_提供的文本:_
══════════
In [None]:
"""
数据预处理
使用数据工程方法，将比特币价格数据归一化为近似周期性的数据。
"""

In [5]:
import pandas as pd
import numpy as np
from sklearn.preprocessing import StandardScaler, MinMaxScaler
from plotly.subplots import make_subplots
import plotly.graph_objects as go
from datetime import timedelta

# -------------------------------
# 1. 加载数据
# 假设CSV文件 'btc_prices.csv' 中包含 Date 和 Close 两列
df = pd.read_csv('btc_prices.csv', parse_dates=['open_date'], index_col='open_date')
df = df.sort_index()  # 确保按日期排序

# -------------------------------
# 2. 对价格取对数（缓解异方差性）
df['Log_Close'] = np.log(df['open_price'])

# -------------------------------
# 3. 去趋势处理
# 使用30天移动平均来估计趋势，得到“去趋势”后的数据
window = 30
df['Moving_Avg'] = df['Log_Close'].rolling(window=window, min_periods=1).mean()
df['Detrended'] = df['Log_Close'] - df['Moving_Avg']

# -------------------------------
# 4. 归一化处理
# 方法1：Z-score 标准化
scaler_z = StandardScaler()
df['Zscore'] = scaler_z.fit_transform(df[['Detrended']])

# 方法2：Min-Max 归一化到 [0,1]
scaler_mm = MinMaxScaler(feature_range=(0, 1))
df['MinMax'] = scaler_mm.fit_transform(df[['Detrended']])

# -------------------------------
# 5. 使用 Plotly 绘制图形
# 创建两个子图：上图显示 Log_Close 与趋势（Moving_Avg），下图显示去趋势数据及归一化结果
fig = make_subplots(rows=2, cols=1, shared_xaxes=True,
                    subplot_titles=["Log Price and 30d Moving Average", "Detrended & Normalized Data"],
                    vertical_spacing=0.1)

# 子图1：Log价格与趋势
fig.add_trace(go.Scatter(x=df.index, y=df['Log_Close'], mode='lines',
                         name='Log(Close)', line=dict(color='black')), row=1, col=1)
fig.add_trace(go.Scatter(x=df.index, y=df['Moving_Avg'], mode='lines',
                         name='30d Moving Avg', line=dict(dash='dash', color='blue')), row=1, col=1)

# 子图2：去趋势数据及归一化结果
fig.add_trace(go.Scatter(x=df.index, y=df['Detrended'], mode='lines',
                         name='Detrended Log Price', line=dict(color='purple')), row=2, col=1)
fig.add_trace(go.Scatter(x=df.index, y=df['Zscore'], mode='lines',
                         name='Z-score Normalized', line=dict(color='green')), row=2, col=1)
══════════
_数据摘录:_
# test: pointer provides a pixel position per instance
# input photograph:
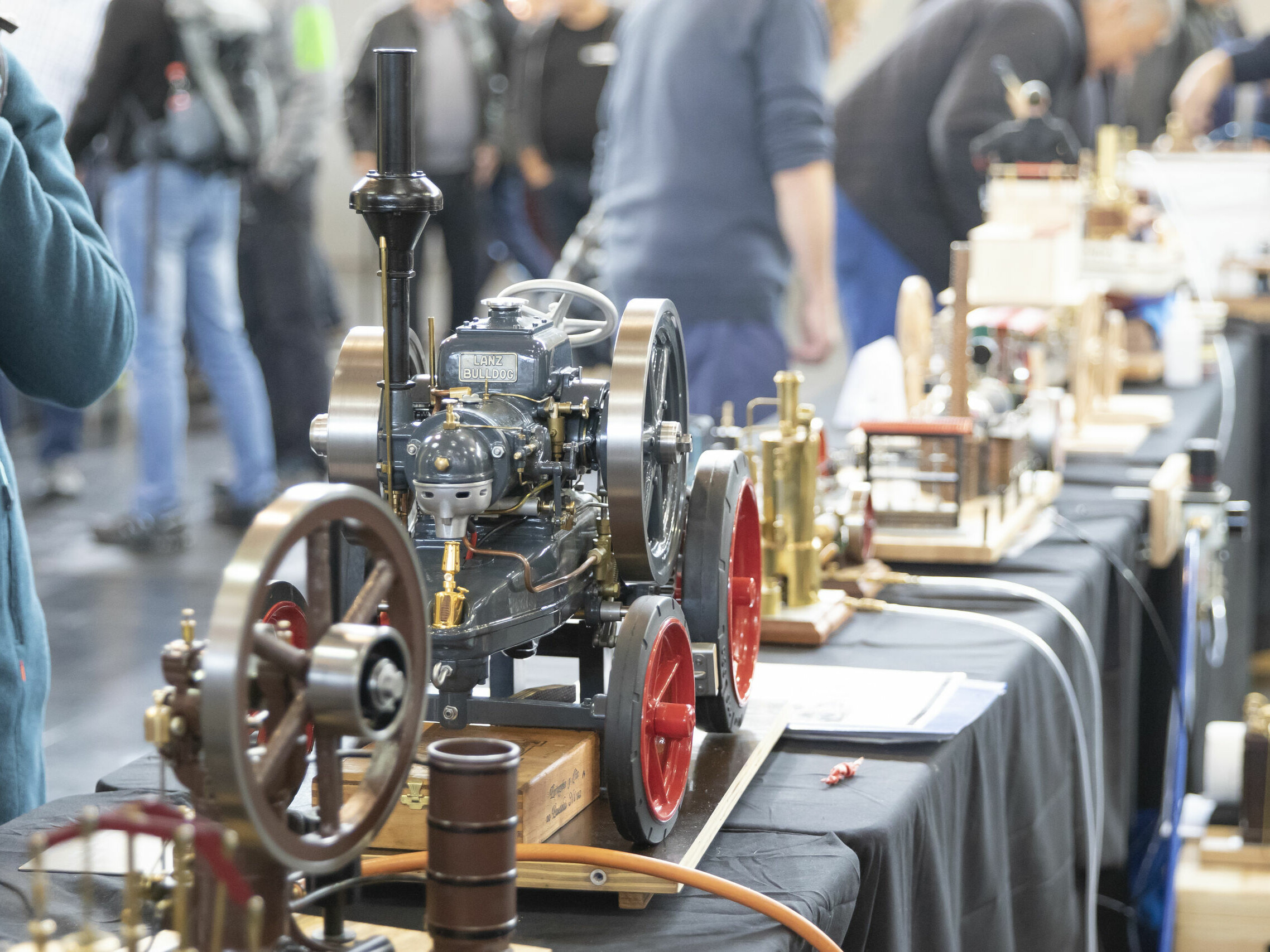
══════════
_任务要求:_ 在比特币价格预处理的代码里，去趋势时用多少天的移动平均来估计趋势？

_任务回答:_ 用的是30天的移动平均。